Work to complete »
Pick up the news report below on the cystic fibrosis drug VX-770 and continue it from its last sentence.

Supplied text »
Preliminary results suggest that a new drug may be an effective treatment for cystic fibrosis, which affects some 70,000 people worldwide and is one of the most common single-gene disorders in the UK, with around 8000 sufferers. One in 25 Caucasians are carriers of causative mutations in the CFTR (cystic fibrosis transmembrane conductance regulator) gene, which impair chloride transport in cells; the disease occurs in people who inherit two such mutations. Characterised by excessive production of mucus and loss of salt via sweat, CF can cause significant respiratory and gastrointestinal problems, and markedly reduces life expectancy even in developed countries; there is as yet no treatment beyond interventions to reduce the symptoms, although there are ongoing efforts to develop gene therapies to cure the disease (see previous news).

The new drug VX-770 was developed by the Cystic Fibrosis Foundation in collaboration with Vertex Pharmaceuticals; it targets the defective CFTR protein to improve chloride transport. The Cystic Fibrosis Trust supports a group at the University of Bristol in investigating how new drugs restore function to defective CFTR proteins; group leader Dr David Sheppard reported results at the BA Festival of Science indicating that the new drug could cause a near 50% reduction in salt levels in sweat and a 10% improvement in lung function in cystic fibrosis patients. He said: “The early results with VX-770 suggest that drug therapies which target defects at the root of the disease have the potential to improve greatly the quality of life of CF patients” (see press release).

Dataset »
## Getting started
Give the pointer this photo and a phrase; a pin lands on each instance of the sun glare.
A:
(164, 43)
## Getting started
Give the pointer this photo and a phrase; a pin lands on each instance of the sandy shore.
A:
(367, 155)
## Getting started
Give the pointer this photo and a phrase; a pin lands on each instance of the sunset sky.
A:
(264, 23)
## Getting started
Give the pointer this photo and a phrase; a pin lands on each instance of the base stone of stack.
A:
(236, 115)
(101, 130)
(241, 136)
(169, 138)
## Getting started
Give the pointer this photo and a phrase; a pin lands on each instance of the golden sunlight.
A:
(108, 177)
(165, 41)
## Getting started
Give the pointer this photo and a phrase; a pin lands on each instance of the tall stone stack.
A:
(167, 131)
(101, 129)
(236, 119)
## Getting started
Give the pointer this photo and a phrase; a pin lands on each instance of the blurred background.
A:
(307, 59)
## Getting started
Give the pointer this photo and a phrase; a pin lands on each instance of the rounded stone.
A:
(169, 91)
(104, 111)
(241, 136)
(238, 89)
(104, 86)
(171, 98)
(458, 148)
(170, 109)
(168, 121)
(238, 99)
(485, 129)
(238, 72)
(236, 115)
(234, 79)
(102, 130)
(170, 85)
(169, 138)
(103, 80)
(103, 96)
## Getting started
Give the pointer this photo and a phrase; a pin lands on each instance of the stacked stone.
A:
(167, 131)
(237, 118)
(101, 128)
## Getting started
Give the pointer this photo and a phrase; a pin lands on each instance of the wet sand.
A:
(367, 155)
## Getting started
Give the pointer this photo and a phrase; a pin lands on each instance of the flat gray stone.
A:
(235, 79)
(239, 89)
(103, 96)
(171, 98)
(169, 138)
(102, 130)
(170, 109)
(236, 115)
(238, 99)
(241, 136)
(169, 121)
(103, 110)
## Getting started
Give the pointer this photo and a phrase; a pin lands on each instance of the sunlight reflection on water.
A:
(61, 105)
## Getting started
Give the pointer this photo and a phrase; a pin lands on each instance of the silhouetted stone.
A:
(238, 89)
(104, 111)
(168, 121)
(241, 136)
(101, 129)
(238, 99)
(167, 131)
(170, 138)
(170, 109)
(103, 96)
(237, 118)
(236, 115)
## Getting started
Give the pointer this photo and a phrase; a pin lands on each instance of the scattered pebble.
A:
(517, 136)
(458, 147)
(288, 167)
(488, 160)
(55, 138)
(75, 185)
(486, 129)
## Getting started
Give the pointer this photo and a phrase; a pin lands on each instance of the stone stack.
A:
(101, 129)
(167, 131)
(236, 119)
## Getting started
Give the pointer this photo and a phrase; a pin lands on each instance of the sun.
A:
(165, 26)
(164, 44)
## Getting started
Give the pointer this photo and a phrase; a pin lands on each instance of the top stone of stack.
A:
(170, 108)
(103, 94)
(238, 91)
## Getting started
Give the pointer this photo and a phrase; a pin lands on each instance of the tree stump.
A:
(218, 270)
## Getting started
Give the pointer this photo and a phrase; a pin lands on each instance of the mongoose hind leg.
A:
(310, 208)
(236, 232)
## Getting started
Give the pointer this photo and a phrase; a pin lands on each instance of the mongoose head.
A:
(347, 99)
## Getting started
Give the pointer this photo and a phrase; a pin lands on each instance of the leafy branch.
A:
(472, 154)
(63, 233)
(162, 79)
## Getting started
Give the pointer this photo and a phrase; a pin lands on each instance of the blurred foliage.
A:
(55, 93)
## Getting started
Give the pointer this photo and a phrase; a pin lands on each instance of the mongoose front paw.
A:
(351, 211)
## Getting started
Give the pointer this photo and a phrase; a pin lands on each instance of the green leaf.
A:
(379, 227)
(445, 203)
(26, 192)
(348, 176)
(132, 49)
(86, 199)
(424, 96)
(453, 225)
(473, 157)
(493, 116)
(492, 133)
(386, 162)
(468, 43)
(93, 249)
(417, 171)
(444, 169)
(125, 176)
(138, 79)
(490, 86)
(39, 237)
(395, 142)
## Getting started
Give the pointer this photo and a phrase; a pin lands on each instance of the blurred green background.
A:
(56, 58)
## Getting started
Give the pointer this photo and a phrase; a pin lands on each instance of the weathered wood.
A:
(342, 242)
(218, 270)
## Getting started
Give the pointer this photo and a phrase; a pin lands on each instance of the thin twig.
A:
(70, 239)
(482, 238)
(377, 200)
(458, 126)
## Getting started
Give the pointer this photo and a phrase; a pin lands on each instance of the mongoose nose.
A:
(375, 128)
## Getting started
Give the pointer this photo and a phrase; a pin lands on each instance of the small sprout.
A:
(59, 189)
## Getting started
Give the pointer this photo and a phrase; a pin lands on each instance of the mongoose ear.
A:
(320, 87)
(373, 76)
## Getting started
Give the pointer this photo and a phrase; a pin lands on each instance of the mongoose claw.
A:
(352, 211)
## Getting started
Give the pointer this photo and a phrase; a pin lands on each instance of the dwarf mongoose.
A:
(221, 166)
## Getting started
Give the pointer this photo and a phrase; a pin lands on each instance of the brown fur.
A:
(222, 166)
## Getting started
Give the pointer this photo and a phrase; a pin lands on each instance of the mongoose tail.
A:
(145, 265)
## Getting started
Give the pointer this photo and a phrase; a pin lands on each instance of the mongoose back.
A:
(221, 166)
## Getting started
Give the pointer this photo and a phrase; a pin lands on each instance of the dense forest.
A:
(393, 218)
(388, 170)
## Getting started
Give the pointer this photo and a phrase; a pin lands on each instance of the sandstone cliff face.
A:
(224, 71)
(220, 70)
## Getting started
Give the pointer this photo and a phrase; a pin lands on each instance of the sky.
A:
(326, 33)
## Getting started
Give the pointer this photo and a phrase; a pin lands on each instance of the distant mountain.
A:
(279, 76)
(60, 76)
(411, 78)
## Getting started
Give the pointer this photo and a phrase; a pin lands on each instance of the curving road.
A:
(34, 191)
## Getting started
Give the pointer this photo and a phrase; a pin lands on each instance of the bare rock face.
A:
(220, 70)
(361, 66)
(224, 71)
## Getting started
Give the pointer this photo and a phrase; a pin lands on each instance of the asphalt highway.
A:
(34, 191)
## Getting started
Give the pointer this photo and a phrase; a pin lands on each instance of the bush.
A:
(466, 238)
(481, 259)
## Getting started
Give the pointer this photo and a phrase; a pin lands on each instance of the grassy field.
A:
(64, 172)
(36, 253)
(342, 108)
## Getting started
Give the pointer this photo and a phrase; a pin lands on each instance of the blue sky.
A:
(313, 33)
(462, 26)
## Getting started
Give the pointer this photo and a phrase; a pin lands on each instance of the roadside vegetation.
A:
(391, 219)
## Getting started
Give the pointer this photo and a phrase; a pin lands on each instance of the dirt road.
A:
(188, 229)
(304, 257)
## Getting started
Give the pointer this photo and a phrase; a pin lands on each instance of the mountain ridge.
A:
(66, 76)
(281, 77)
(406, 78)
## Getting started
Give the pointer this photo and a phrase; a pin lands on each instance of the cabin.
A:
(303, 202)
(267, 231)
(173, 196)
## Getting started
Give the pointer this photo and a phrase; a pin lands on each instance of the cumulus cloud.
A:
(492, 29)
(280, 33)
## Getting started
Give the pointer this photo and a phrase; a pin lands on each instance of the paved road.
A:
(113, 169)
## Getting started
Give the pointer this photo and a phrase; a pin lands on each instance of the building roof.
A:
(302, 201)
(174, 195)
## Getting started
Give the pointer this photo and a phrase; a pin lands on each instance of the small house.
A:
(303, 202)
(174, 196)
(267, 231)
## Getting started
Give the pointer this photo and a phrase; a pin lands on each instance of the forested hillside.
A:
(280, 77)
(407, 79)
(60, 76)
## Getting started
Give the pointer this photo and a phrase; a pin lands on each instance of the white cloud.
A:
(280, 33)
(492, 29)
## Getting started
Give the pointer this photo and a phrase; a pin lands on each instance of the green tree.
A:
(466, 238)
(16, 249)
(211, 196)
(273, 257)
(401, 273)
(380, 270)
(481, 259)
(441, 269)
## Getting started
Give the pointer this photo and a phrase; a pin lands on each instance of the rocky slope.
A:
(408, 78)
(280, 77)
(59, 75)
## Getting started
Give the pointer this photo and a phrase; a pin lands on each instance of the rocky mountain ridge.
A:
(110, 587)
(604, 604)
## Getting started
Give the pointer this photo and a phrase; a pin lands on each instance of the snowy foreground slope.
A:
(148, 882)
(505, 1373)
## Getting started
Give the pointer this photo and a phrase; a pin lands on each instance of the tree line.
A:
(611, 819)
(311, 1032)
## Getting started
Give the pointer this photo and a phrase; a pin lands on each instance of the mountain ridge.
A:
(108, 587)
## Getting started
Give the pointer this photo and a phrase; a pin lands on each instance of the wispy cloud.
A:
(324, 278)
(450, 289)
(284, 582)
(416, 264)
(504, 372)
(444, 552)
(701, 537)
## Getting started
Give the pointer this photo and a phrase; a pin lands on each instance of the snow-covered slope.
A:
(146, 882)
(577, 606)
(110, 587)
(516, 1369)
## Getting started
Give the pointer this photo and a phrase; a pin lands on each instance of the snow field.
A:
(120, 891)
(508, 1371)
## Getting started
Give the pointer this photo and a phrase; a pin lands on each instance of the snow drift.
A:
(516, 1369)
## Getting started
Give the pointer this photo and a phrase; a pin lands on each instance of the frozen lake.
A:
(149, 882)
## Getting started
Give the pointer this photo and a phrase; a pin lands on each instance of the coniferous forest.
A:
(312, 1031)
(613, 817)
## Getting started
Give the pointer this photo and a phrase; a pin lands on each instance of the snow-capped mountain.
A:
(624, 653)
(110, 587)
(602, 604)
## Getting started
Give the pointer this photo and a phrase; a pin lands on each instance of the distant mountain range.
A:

Output for this exercise »
Of note, there are well over a thousand different mutations in the CFTR gene known to cause cystic fibrosis; this new therapy targets a particular type of mutation and would therefore be appropriate for only a small proportion of people with the disease, reportedly around 6% of UK patients (see BBC news). Moreover, not only are the reported results preliminary, requiring further trials to generate reliable data, but the drug offers only a potential alleviation of symptoms and not a cure. However, if effective this sort of treatment could significantly improve the quality and expectancy of life for CF patients, and it illustrates well how determining the genetic basis of disease can lead to an understanding of the underlying disease process, and hence to possible therapeutic interventions.